## Instructions for the task
Reproduce every entry below word for word, omitting the pictures.

## Records provided
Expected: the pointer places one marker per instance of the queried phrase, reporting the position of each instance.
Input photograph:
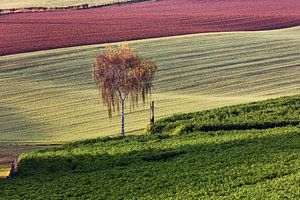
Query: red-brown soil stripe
(26, 32)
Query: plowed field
(39, 31)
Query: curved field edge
(50, 96)
(34, 6)
(28, 32)
(248, 164)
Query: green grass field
(4, 4)
(254, 162)
(49, 95)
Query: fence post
(152, 115)
(13, 169)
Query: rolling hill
(249, 162)
(50, 96)
(27, 32)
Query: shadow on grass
(266, 149)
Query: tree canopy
(120, 72)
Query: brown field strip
(26, 32)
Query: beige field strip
(50, 96)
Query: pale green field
(7, 4)
(50, 96)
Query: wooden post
(152, 114)
(12, 170)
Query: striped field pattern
(50, 96)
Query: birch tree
(120, 73)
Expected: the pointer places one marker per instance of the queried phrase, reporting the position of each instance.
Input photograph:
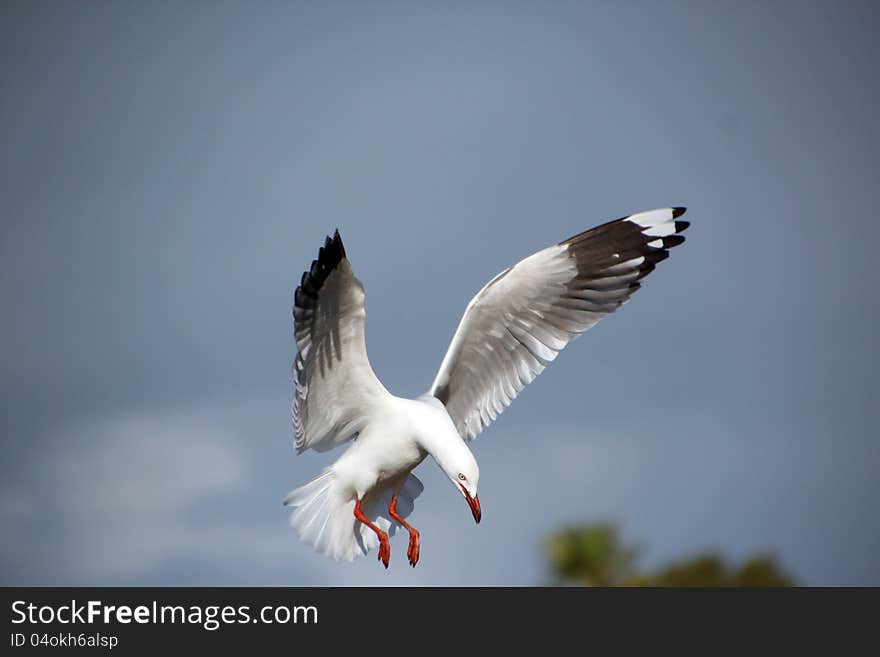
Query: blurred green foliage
(595, 555)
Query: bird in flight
(509, 332)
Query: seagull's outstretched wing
(334, 381)
(524, 316)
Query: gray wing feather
(335, 385)
(526, 315)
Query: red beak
(474, 503)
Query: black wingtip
(672, 240)
(337, 240)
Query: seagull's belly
(397, 458)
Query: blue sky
(169, 169)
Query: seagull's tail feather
(323, 515)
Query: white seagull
(510, 330)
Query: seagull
(514, 326)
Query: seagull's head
(462, 470)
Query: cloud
(126, 493)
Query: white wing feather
(335, 385)
(523, 317)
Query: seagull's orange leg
(412, 552)
(384, 548)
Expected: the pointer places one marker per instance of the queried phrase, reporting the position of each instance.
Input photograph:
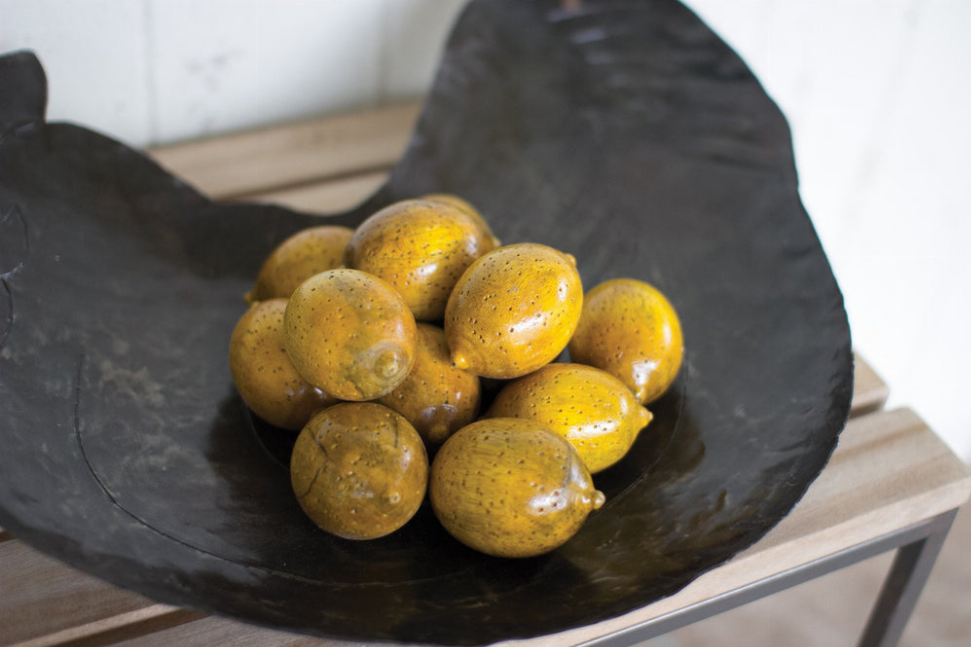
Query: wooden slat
(889, 471)
(43, 598)
(135, 625)
(294, 154)
(328, 196)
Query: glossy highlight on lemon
(629, 329)
(421, 249)
(589, 407)
(511, 488)
(513, 310)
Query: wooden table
(890, 483)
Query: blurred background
(876, 92)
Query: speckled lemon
(511, 488)
(263, 373)
(629, 329)
(359, 470)
(350, 334)
(436, 398)
(420, 248)
(307, 252)
(591, 408)
(467, 207)
(513, 311)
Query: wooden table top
(889, 470)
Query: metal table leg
(898, 597)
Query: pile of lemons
(376, 345)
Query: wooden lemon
(359, 470)
(420, 248)
(629, 329)
(299, 257)
(263, 373)
(350, 334)
(467, 207)
(436, 398)
(513, 311)
(591, 408)
(511, 488)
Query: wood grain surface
(889, 470)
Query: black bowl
(626, 134)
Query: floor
(831, 611)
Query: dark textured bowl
(624, 133)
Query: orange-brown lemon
(467, 207)
(629, 329)
(591, 408)
(307, 252)
(511, 488)
(436, 398)
(350, 334)
(420, 248)
(513, 311)
(263, 373)
(359, 470)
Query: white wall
(877, 93)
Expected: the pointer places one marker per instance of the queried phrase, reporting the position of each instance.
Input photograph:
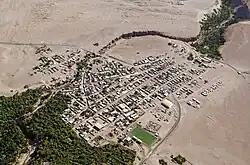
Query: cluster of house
(114, 94)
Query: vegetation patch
(143, 135)
(213, 26)
(12, 139)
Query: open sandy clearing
(83, 23)
(236, 50)
(218, 132)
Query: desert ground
(83, 23)
(218, 133)
(215, 134)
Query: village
(135, 104)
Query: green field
(143, 135)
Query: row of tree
(12, 139)
(213, 26)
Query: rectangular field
(143, 135)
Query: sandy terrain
(218, 133)
(84, 23)
(236, 50)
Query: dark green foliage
(213, 25)
(12, 140)
(58, 144)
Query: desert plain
(217, 133)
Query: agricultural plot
(143, 135)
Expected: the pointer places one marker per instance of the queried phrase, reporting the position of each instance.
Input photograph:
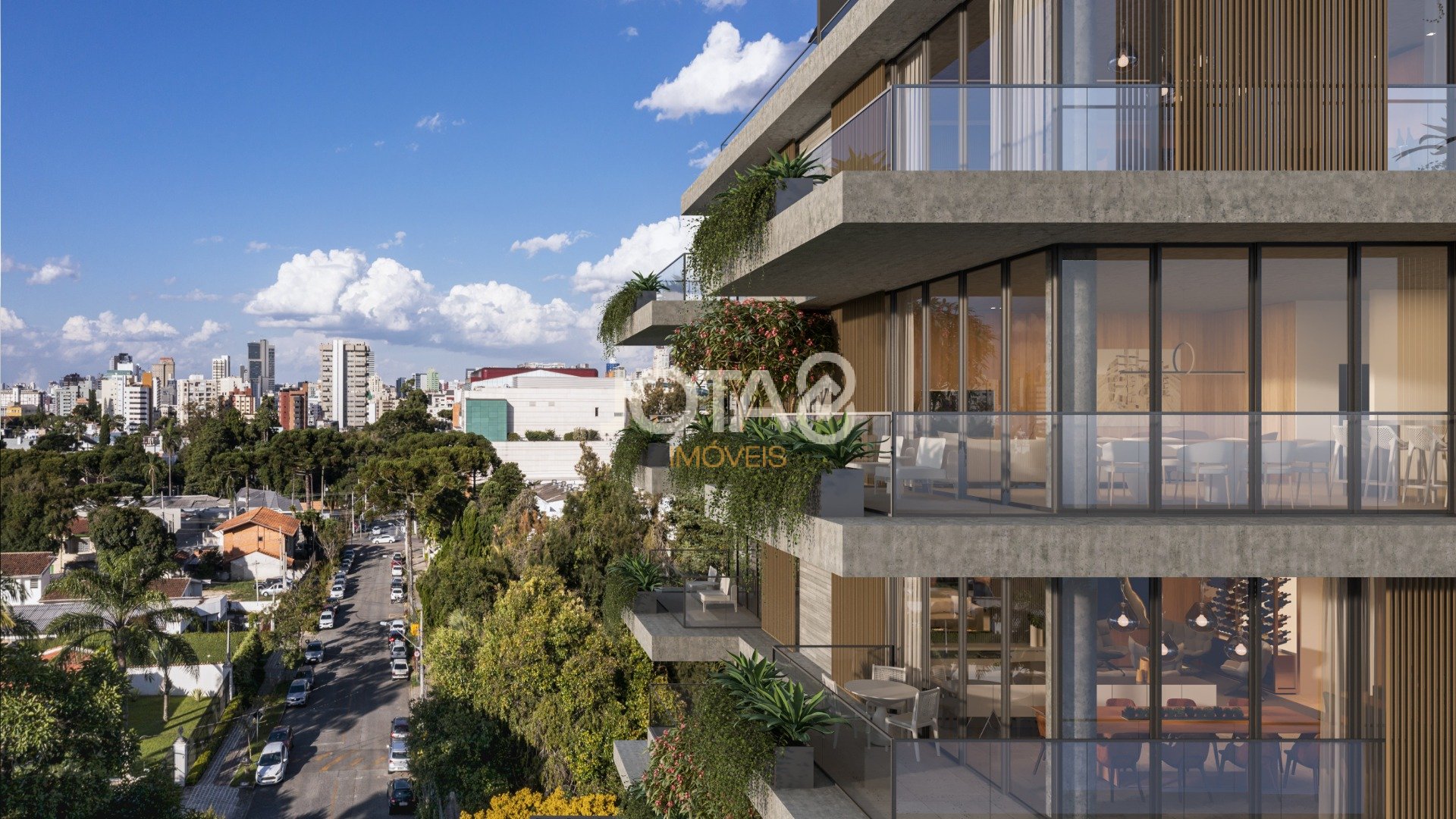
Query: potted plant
(791, 716)
(641, 575)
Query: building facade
(1150, 308)
(344, 369)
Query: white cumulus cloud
(555, 242)
(728, 74)
(647, 249)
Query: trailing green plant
(789, 714)
(637, 570)
(617, 314)
(733, 228)
(631, 447)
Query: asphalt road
(340, 739)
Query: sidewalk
(215, 789)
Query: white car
(398, 757)
(273, 764)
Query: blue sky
(180, 178)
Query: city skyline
(312, 212)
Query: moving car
(273, 764)
(400, 796)
(297, 692)
(398, 757)
(284, 735)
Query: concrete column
(1078, 382)
(1074, 765)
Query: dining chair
(925, 713)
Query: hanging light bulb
(1125, 620)
(1199, 618)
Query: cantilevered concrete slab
(871, 231)
(1175, 545)
(653, 324)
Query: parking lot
(341, 736)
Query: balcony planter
(657, 455)
(794, 767)
(842, 493)
(792, 191)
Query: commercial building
(261, 368)
(344, 369)
(526, 400)
(1150, 305)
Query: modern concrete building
(1152, 306)
(261, 368)
(344, 369)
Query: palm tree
(120, 607)
(168, 651)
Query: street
(341, 736)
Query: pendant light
(1200, 618)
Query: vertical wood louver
(1296, 85)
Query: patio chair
(927, 713)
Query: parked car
(398, 757)
(273, 764)
(297, 692)
(400, 796)
(281, 733)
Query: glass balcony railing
(1123, 127)
(1164, 463)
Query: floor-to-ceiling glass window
(1304, 376)
(1405, 347)
(1204, 363)
(1106, 338)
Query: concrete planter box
(794, 767)
(645, 602)
(792, 191)
(657, 455)
(842, 494)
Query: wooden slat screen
(1420, 754)
(1291, 85)
(780, 589)
(858, 618)
(862, 93)
(862, 327)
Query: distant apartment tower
(261, 368)
(344, 369)
(293, 407)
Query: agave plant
(637, 570)
(788, 713)
(747, 676)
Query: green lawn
(145, 716)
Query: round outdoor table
(881, 694)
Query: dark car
(400, 796)
(281, 733)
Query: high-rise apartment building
(344, 371)
(261, 368)
(1150, 309)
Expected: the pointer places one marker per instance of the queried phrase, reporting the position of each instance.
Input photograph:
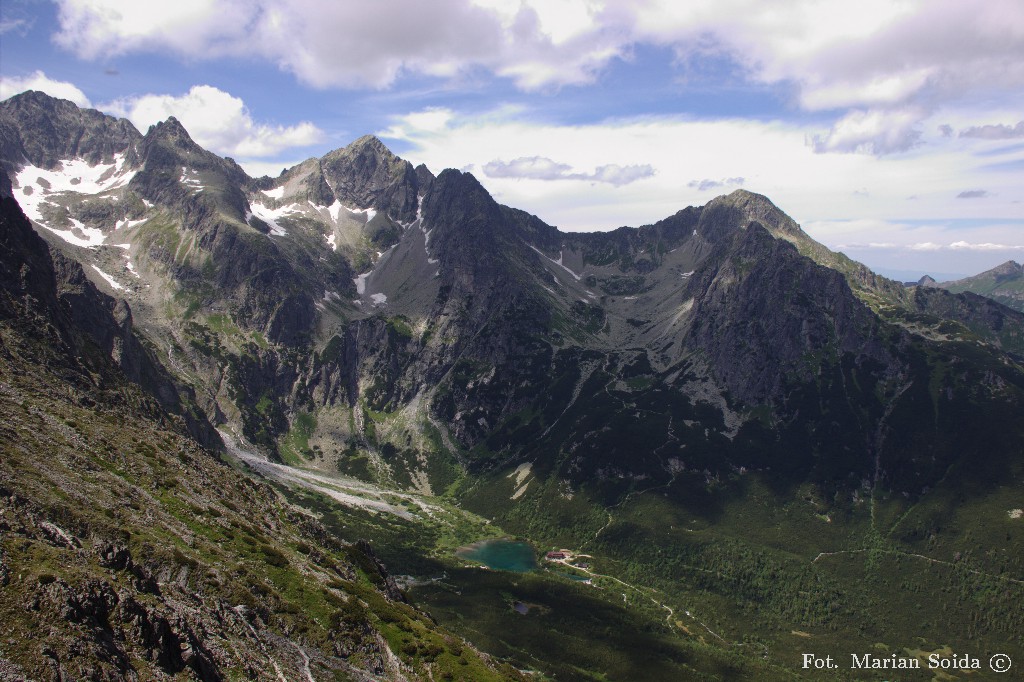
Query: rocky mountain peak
(367, 174)
(758, 208)
(41, 130)
(171, 131)
(1011, 267)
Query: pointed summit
(44, 131)
(367, 174)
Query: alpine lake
(511, 555)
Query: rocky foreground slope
(129, 551)
(652, 393)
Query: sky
(892, 130)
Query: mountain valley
(239, 410)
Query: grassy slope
(129, 551)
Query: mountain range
(738, 423)
(1004, 284)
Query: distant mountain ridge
(361, 315)
(1004, 284)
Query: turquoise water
(502, 555)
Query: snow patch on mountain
(79, 235)
(271, 216)
(558, 262)
(189, 179)
(35, 186)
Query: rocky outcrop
(368, 175)
(43, 131)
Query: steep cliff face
(355, 288)
(130, 552)
(44, 131)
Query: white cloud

## Solution for this exercise
Expected: the pointer places one marker per instance of the queried phrase, reporting the position of each instance.
Input photograph:
Query: red-brown soil stripe
(26, 32)
Query: plowed field
(39, 31)
Query: curved field edge
(50, 96)
(34, 6)
(28, 32)
(248, 164)
Query: green grass field
(4, 4)
(254, 162)
(49, 95)
Query: fence post
(152, 115)
(13, 169)
Query: rolling hill
(249, 162)
(50, 96)
(27, 32)
Query: shadow on grass
(266, 149)
Query: tree canopy
(120, 72)
Query: brown field strip
(26, 32)
Query: beige field strip
(50, 96)
Query: pale green field
(7, 4)
(50, 96)
Query: wooden post
(152, 114)
(12, 170)
Query: striped field pattern
(50, 96)
Query: birch tree
(120, 73)
Expected: the pointer places one marker per instance of the queried phrase, reporting the position of each instance.
Input photograph:
Query: blurred green foliage
(595, 555)
Query: bird in flight
(509, 332)
Query: seagull's outstretched wing
(334, 381)
(524, 316)
Query: gray wing feather
(335, 385)
(526, 315)
Query: red beak
(474, 503)
Query: black wingtip
(672, 240)
(337, 240)
Query: seagull's belly
(397, 458)
Query: blue sky
(169, 169)
Query: seagull's tail feather
(323, 515)
Query: white seagull
(510, 330)
Query: seagull
(514, 326)
Query: seagull's head
(462, 470)
Query: cloud
(126, 493)
Query: white wing feather
(335, 385)
(523, 317)
Query: seagull's orange leg
(412, 552)
(384, 548)
Expected: the pointer places one marker per instance of the queried phrase, reporting the position of each instance.
Input photograph:
Query: wooden slat
(889, 471)
(43, 598)
(135, 625)
(294, 154)
(328, 196)
Query: glossy highlight on lemon
(629, 329)
(421, 249)
(589, 407)
(511, 488)
(513, 310)
Query: wooden table
(890, 483)
Query: blurred background
(876, 92)
Query: speckled lemon
(511, 488)
(263, 373)
(629, 329)
(359, 470)
(350, 334)
(436, 398)
(420, 248)
(307, 252)
(591, 408)
(467, 207)
(513, 311)
Query: wooden table top
(889, 470)
Query: metal table leg
(898, 597)
Query: pile of lemons
(376, 345)
Query: wooden lemon
(359, 470)
(420, 248)
(629, 329)
(299, 257)
(263, 373)
(350, 334)
(467, 207)
(436, 398)
(513, 311)
(591, 408)
(511, 488)
Query: wood grain surface
(889, 470)
Query: black bowl
(626, 134)
Query: floor
(831, 611)
Query: dark textured bowl
(624, 133)
Query: orange-brown lemon
(467, 207)
(629, 329)
(591, 408)
(307, 252)
(511, 488)
(436, 398)
(350, 334)
(420, 248)
(513, 311)
(263, 373)
(359, 470)
Query: white wall
(877, 93)
Expected: the pointer places one marker per instance of the queried phrase, reporting the position of each instance.
Input photograph:
Query: cluster of house
(114, 94)
Query: vegetation patch
(143, 135)
(213, 26)
(12, 139)
Query: open sandy clearing
(83, 23)
(236, 50)
(218, 132)
Query: desert ground
(83, 23)
(218, 133)
(215, 134)
Query: village
(135, 104)
Query: green field
(143, 135)
Query: row of tree
(12, 139)
(213, 26)
Query: rectangular field
(143, 135)
Query: sandy terrain
(218, 133)
(84, 23)
(236, 50)
Query: dark green foliage
(213, 25)
(12, 140)
(58, 144)
Query: desert plain
(217, 133)
Query: agricultural plot
(143, 135)
Expected: the pointer places one marker per instance of the queried phrase, reporting the position of each instance.
Input photograph:
Query: potted plant
(791, 716)
(641, 575)
Query: building facade
(1150, 308)
(344, 369)
Query: white cumulus cloud
(555, 242)
(728, 74)
(647, 249)
Query: trailing green plant
(789, 714)
(637, 570)
(617, 314)
(733, 228)
(631, 447)
Query: asphalt road
(340, 739)
Query: sidewalk
(215, 789)
Query: white car
(398, 757)
(273, 764)
Query: blue sky
(180, 178)
Query: city skyline
(312, 212)
Query: moving car
(273, 764)
(400, 796)
(297, 692)
(398, 757)
(284, 735)
Query: concrete column
(1078, 382)
(1074, 765)
Query: dining chair
(925, 713)
Query: hanging light bulb
(1125, 620)
(1199, 618)
Query: cantilevered concrete slab
(871, 231)
(1175, 545)
(653, 324)
Query: parking lot
(341, 736)
Query: balcony planter
(657, 455)
(794, 767)
(842, 493)
(792, 191)
Query: commercial building
(261, 368)
(344, 369)
(526, 400)
(1150, 305)
Query: modern concrete building
(1152, 306)
(261, 368)
(344, 369)
Query: palm tree
(120, 607)
(168, 651)
Query: street
(341, 736)
Query: pendant light
(1200, 618)
Query: vertical wood louver
(1296, 85)
Query: patio chair
(927, 713)
Query: parked car
(398, 757)
(273, 764)
(297, 692)
(400, 796)
(281, 733)
Query: glass balcony railing
(1123, 127)
(1164, 463)
Query: floor-to-ceiling glass window
(1304, 376)
(1405, 347)
(1204, 363)
(1106, 338)
Query: concrete planter box
(794, 767)
(645, 602)
(792, 191)
(657, 455)
(842, 494)
Query: wooden slat screen
(1420, 754)
(1291, 85)
(780, 589)
(858, 618)
(862, 93)
(862, 327)
Query: distant apartment tower
(261, 368)
(344, 369)
(293, 407)
Query: agave plant
(637, 570)
(788, 713)
(747, 676)
Query: green lawn
(145, 716)
Query: round outdoor table
(881, 694)
Query: dark car
(400, 796)
(281, 733)
Query: high-rise apartment building
(344, 371)
(261, 368)
(1150, 309)
Expected: the pointer places one marker per instance of the queried phrase, reporting the position of each instance.
Input photograph:
Query: rocky mountain peak
(367, 174)
(758, 208)
(41, 130)
(171, 131)
(1011, 267)
Query: pointed summit
(44, 131)
(367, 174)
Query: alpine lake
(511, 555)
Query: rocky foreground slope
(129, 551)
(652, 393)
Query: sky
(892, 130)
Query: mountain valley
(239, 410)
Query: grassy slope
(129, 551)
Query: mountain range
(738, 423)
(1004, 284)
Query: distant mountain ridge
(361, 315)
(1004, 284)
Query: turquoise water
(502, 555)
Query: snow patch on mountain
(79, 235)
(271, 216)
(558, 262)
(189, 179)
(35, 186)
Query: rocky outcrop
(368, 175)
(43, 131)
Query: steep cliff face
(355, 288)
(130, 552)
(44, 131)
Query: white cloud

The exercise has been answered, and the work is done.